Text block »
::::

Open daniel-goldstein opened 5 months ago

daniel-goldstein commented 5 months ago

What happened?

Batch does not guarantee that there is always at most 1 running attempt for a job at any given time. While rare, this double scheduling can sometimes happen so there is a background task that checks the database for "orphaned" attempts -- attempts that are running but are not noted as the current attempt for the relevant job -- and stops them to reduce wasted spend. This query that polls the database for attempts to remove does a needless scan of the instances table. I'll describe below the process by which I discovered the inefficiency:

  1. GCP Cloud SQL has a nice feature Query Insights, in which reports latencies and rows scanned by popular queries. For singular queries it can show a graph of the query and indicate bottlenecks. The below query is currently scanning over a million rows of the instances table is taking on average 642.37 ms:

https://github.com/hail-is/hail/blob/091e6612752010880a130cf4010897e87ea2a864/batch/batch/driver/canceller.py#L373-L382

as shown here from Query Insights: Screenshot 2024-04-11 at 10 31 17 AM

  1. The thick edge on the instances scan indicates that the where condition for instances is not using an index. We can verify this by explaining the query against the DB:
    
    > kssh admin-pod
    > mysql
    mysql> use batch;
    mysql> EXPLAIN SELECT attempts.*
    -> FROM attempts
    -> INNER JOIN jobs ON attempts.batch_id = jobs.batch_id AND attempts.job_id = jobs.job_id
    -> LEFT JOIN instances ON attempts.instance_name = instances.name
    -> WHERE attempts.start_time IS NOT NULL
    ->   AND attempts.end_time IS NULL
    ->   AND ((jobs.state != 'Running' AND jobs.state != 'Creating') OR jobs.attempt_id != attempts.attempt_id)
    ->   AND instances.`state` = 'active'
    -> ORDER BY attempts.start_time ASC
    -> LIMIT 300\G;

1. row id: 1 select_type: SIMPLE table: instances partitions: NULL type: ALL possible_keys: PRIMARY key: NULL key_len: NULL ref: NULL rows: 1150201 filtered: 10.00 Extra: Using where; Using temporary; Using filesort 2. row id: 1 select_type: SIMPLE table: attempts partitions: NULL type: ref possible_keys: PRIMARY,attempts_instance_name key: attempts_instance_name key_len: 303 ref: batch.instances.name rows: 91 filtered: 9.00 Extra: Using where 3. row id: 1 select_type: SIMPLE table: jobs partitions: NULL type: eq_ref possible_keys: PRIMARY,jobs_batch_id_state_always_run_cancelled,jobs_batch_id_state_always_run_inst_coll_cancelled,jobs_batch_id_update_id,jobs_batch_id_always_run_n_regions_regions_bits_rep_job_id,jobs_batch_id_ic_state_ar_n_regions_bits_rep_job_id,jobs_batch_id_job_group_id,jobs_batch_id_ic_state_ar_n_regions_bits_rep_job_group_id key: PRIMARY key_len: 12 ref: batch.attempts.batch_id,batch.attempts.job_id rows: 1 filtered: 98.10 Extra: Using where 3 rows in set, 1 warning (0.00 sec)

::::

Extracted records »
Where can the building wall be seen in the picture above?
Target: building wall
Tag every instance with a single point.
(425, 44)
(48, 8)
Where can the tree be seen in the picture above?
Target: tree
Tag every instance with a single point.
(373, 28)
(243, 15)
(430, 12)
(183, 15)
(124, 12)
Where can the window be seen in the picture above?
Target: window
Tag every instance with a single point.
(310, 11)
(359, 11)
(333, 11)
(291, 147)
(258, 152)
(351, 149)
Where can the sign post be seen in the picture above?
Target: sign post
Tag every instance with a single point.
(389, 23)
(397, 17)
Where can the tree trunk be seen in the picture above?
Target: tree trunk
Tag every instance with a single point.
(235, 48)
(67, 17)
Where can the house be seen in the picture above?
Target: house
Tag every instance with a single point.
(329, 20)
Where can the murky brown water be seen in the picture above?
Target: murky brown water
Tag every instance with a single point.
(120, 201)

::::

Written tasks »
1: In the Batch issue, what is the average time taken by the query that polls the database for orphaned attempts?
2: Do these statements agree with the Batch issue? (a) Batch guarantees that a job never has more than one running attempt at a time. (b) The polling query scans more than a million rows of the instances table. (c) The thick edge on the instances scan shows that the where condition for instances uses an index.
3: Carry the Batch issue about the orphaned-attempts query forward from its last line.

The replies »
1: 642.37 ms on average.

2:
(a) No: "Batch does not guarantee that there is always at most 1 running attempt for a job at any given time."
(b) Yes: "The below query is currently scanning over a million rows of the instances table"
(c) No: "The thick edge on the instances scan indicates that the where condition for instances is not using an index."

3:
This is not great:
     rows: 1150201
 filtered: 10.00
    Extra: Using where; Using temporary; Using filesort

what we want to see is a low number of rows, a high percent filtered, and something like `Extra: Using where; Using index;`

3. We can then verify that this finding aligns with our current understanding of the database schema where there is no index on `instances.state`: 
https://github.com/hail-is/hail/blob/1f3a0503926b65f479dce6d5eb105236632f8d07/batch/sql/estimated-current.sql#L113-L138

### Remaining questions
1. Why do we need to join against the instances table to find orphaned attempts? Can we not?
2. If we do need to join against the instances table, should we create an index on `instances.state`? How does `instances.removed` relate to this use case since it seems relevant and already has an index?

### Deliverable
This query should perform indexed lookups of involved tables. The PR should compare the present and proposed EXPLAINs
and provide some manual timing comparisons.

### Version

0.2.130

### Relevant log output

_No response_
daniel-goldstein commented 2 months ago

This diff uses the index on instances.removed

diff --git a/batch/batch/driver/canceller.py b/batch/batch/driver/canceller.py
index d438a8519b..594b180221 100644
--- a/batch/batch/driver/canceller.py
+++ b/batch/batch/driver/canceller.py
@@ -371,10 +371,9 @@ SELECT attempts.*
 FROM attempts
 INNER JOIN jobs ON attempts.batch_id = jobs.batch_id AND attempts.job_id = jobs.job_id
 LEFT JOIN instances ON attempts.instance_name = instances.name
-WHERE attempts.start_time IS NOT NULL
-  AND attempts.end_time IS NULL
+WHERE attempts.end_time IS NULL
   AND ((jobs.state != 'Running' AND jobs.state != 'Creating') OR jobs.attempt_id != attempts.attempt_id)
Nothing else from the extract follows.